Requirement: Locate every line in the records below that contains the word "abstract" and copy each such line out in full. Only matches with the same capitalization count.

Data records:
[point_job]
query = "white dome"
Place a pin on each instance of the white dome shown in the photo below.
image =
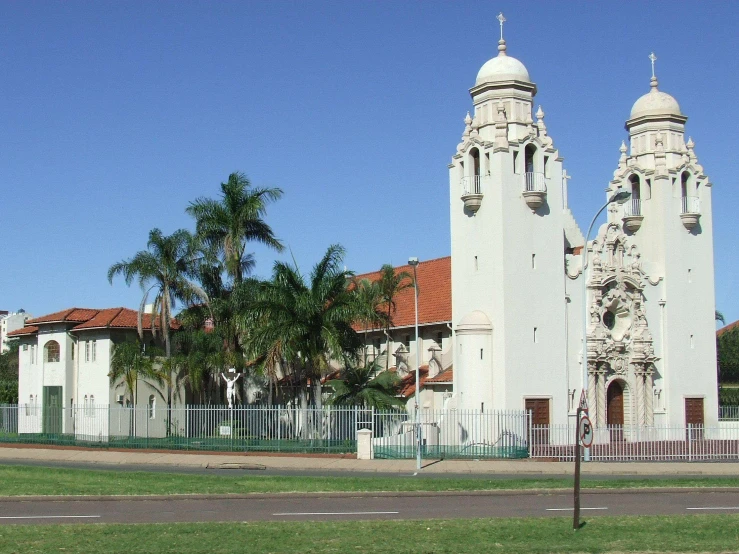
(502, 68)
(655, 102)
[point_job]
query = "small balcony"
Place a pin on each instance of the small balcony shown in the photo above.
(690, 211)
(535, 190)
(632, 215)
(472, 192)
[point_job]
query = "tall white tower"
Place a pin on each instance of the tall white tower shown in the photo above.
(508, 248)
(652, 346)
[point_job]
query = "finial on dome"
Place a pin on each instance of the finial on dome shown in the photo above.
(653, 81)
(501, 42)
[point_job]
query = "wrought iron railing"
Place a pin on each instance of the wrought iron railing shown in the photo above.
(632, 207)
(472, 184)
(535, 182)
(690, 205)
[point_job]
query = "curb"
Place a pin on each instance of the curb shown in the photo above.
(360, 494)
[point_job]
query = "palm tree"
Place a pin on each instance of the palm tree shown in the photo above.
(305, 322)
(391, 283)
(227, 224)
(129, 364)
(165, 268)
(720, 317)
(358, 387)
(368, 298)
(201, 357)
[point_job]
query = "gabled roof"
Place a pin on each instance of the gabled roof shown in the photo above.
(446, 376)
(70, 315)
(86, 318)
(434, 293)
(729, 327)
(119, 318)
(30, 330)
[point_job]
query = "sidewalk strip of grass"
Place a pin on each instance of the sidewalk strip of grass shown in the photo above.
(711, 533)
(35, 480)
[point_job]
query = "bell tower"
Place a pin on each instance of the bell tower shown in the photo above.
(668, 225)
(508, 246)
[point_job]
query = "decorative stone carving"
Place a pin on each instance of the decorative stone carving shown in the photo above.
(619, 341)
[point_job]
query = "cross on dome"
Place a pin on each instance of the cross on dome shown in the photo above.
(501, 43)
(653, 59)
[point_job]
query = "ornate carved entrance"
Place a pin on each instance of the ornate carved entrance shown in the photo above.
(619, 341)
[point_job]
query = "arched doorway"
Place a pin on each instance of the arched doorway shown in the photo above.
(615, 410)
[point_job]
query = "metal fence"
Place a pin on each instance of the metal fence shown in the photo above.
(211, 427)
(444, 433)
(619, 443)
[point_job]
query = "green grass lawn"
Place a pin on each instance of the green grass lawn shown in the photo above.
(34, 480)
(701, 533)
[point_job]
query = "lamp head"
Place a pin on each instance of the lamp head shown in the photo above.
(620, 197)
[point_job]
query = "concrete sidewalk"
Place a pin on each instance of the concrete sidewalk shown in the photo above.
(109, 459)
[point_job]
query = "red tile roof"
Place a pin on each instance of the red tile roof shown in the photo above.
(109, 318)
(30, 330)
(434, 293)
(446, 376)
(71, 314)
(729, 327)
(119, 318)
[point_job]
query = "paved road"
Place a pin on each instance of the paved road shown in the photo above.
(259, 470)
(331, 507)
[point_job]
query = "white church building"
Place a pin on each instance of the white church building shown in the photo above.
(504, 332)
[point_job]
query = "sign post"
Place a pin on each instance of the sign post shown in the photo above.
(584, 436)
(576, 516)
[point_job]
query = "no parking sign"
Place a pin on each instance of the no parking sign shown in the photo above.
(585, 430)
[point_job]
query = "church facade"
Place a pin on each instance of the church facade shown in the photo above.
(521, 288)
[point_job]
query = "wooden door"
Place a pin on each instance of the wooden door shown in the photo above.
(694, 416)
(53, 410)
(615, 411)
(539, 409)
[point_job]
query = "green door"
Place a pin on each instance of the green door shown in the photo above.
(53, 410)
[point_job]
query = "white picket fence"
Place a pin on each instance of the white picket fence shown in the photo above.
(623, 444)
(209, 427)
(444, 434)
(452, 434)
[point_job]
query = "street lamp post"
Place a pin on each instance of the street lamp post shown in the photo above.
(619, 198)
(413, 262)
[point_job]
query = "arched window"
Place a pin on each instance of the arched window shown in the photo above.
(51, 351)
(684, 178)
(633, 206)
(529, 158)
(475, 161)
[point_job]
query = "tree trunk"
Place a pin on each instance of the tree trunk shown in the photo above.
(318, 400)
(304, 411)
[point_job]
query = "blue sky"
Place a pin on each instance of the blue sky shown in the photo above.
(115, 115)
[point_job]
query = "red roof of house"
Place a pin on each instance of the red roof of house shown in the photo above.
(446, 376)
(109, 318)
(729, 327)
(30, 330)
(434, 293)
(70, 314)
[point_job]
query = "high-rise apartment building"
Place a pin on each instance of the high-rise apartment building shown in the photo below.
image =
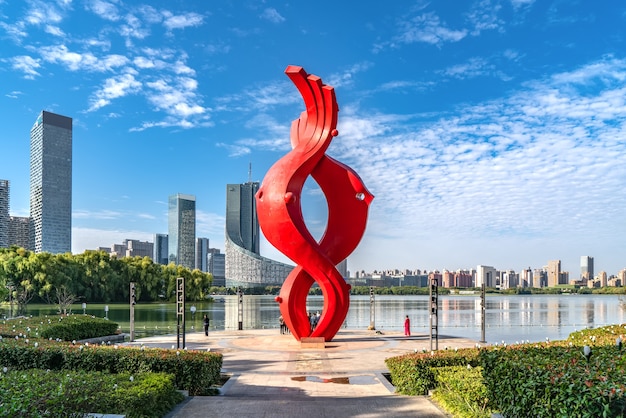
(486, 275)
(244, 266)
(159, 255)
(554, 273)
(19, 231)
(586, 268)
(242, 223)
(51, 183)
(4, 213)
(202, 252)
(182, 230)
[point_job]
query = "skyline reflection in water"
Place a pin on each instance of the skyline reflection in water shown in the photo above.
(508, 318)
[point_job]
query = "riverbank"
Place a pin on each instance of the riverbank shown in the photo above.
(271, 375)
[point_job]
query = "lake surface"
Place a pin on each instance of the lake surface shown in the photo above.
(508, 318)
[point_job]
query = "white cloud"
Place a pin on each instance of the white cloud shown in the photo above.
(77, 61)
(114, 87)
(27, 65)
(93, 238)
(105, 9)
(181, 21)
(428, 28)
(272, 15)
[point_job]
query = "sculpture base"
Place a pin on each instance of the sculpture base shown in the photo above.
(313, 342)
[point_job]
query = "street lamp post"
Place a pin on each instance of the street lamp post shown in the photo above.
(240, 308)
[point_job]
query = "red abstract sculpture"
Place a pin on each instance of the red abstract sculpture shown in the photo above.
(280, 213)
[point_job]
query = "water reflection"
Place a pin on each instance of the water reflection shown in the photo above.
(508, 318)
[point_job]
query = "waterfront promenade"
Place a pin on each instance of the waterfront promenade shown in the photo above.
(272, 376)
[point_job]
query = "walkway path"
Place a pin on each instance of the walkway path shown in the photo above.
(271, 376)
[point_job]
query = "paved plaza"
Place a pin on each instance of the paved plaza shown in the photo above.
(272, 376)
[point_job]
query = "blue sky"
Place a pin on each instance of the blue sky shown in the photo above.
(490, 132)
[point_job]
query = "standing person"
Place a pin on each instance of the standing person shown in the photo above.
(281, 321)
(407, 326)
(205, 321)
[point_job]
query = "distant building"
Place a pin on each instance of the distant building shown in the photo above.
(586, 268)
(136, 248)
(554, 272)
(4, 213)
(160, 249)
(202, 252)
(486, 275)
(51, 184)
(244, 266)
(130, 248)
(526, 278)
(217, 267)
(19, 231)
(182, 230)
(342, 268)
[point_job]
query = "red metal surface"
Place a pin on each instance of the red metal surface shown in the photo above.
(280, 213)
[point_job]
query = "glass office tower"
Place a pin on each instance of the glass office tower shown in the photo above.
(51, 184)
(4, 213)
(182, 230)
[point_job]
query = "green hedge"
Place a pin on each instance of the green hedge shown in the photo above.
(461, 392)
(555, 381)
(413, 374)
(65, 328)
(39, 393)
(195, 371)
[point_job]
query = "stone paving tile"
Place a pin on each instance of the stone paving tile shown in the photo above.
(273, 377)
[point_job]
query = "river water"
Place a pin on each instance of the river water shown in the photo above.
(508, 318)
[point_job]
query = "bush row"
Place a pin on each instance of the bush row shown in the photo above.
(414, 374)
(539, 379)
(39, 393)
(555, 381)
(65, 328)
(194, 371)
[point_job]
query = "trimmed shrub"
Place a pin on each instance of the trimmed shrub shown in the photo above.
(461, 392)
(413, 374)
(30, 393)
(555, 381)
(195, 371)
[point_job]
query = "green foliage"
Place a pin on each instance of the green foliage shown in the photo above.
(67, 328)
(38, 393)
(93, 276)
(461, 392)
(79, 327)
(598, 336)
(414, 374)
(555, 381)
(194, 371)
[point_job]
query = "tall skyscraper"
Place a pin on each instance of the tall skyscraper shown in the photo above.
(202, 252)
(243, 264)
(160, 249)
(242, 223)
(51, 183)
(586, 268)
(18, 231)
(554, 273)
(182, 230)
(4, 213)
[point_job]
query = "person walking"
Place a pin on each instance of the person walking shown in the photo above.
(407, 326)
(205, 321)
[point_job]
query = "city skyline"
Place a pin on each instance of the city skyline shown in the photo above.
(490, 132)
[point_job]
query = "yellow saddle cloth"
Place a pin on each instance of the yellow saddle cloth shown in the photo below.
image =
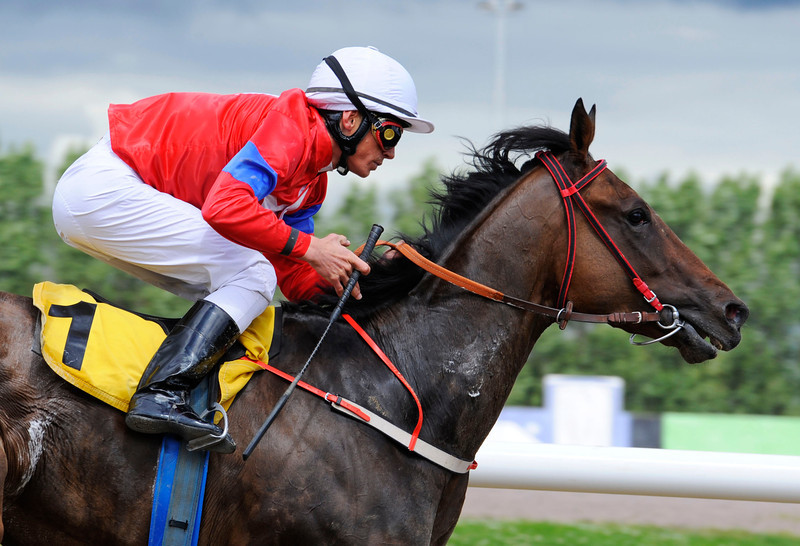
(103, 350)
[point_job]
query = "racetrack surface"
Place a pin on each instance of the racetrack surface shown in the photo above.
(756, 517)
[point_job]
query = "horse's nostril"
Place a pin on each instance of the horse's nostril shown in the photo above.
(737, 313)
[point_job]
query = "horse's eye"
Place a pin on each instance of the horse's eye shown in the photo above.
(637, 217)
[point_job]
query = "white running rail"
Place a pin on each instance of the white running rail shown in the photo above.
(638, 471)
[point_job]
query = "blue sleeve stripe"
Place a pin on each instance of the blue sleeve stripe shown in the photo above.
(250, 167)
(302, 219)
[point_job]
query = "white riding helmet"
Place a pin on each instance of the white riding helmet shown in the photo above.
(382, 84)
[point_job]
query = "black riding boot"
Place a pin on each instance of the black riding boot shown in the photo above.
(189, 352)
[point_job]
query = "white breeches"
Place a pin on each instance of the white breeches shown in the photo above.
(103, 208)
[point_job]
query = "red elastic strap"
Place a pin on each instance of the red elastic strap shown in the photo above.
(333, 398)
(572, 190)
(648, 294)
(374, 346)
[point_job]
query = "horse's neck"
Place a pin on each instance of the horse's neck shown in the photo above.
(471, 349)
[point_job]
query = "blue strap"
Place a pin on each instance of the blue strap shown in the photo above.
(180, 487)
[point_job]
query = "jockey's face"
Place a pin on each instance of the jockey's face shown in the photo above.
(369, 155)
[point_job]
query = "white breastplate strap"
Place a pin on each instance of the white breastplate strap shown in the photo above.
(421, 448)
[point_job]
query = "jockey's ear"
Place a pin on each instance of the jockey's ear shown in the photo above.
(350, 122)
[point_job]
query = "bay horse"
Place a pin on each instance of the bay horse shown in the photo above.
(72, 474)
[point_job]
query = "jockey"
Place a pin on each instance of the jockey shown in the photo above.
(212, 197)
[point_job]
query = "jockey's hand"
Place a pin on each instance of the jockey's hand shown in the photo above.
(330, 257)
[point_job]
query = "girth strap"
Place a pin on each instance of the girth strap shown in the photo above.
(352, 409)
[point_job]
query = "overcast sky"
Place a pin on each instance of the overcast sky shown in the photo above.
(710, 86)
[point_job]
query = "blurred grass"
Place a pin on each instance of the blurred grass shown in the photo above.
(526, 533)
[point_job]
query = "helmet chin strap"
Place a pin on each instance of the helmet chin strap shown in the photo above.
(347, 143)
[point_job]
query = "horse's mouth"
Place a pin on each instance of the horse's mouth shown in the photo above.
(696, 345)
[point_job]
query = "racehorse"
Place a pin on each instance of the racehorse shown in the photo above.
(72, 473)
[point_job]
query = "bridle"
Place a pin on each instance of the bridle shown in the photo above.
(666, 316)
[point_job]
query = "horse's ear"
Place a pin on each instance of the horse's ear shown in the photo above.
(581, 129)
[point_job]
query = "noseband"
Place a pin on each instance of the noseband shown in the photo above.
(564, 313)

Output for this exercise:
query = "red abstract sculpture"
Place a pin on each instance of the red abstract sculpture shown in the photo above.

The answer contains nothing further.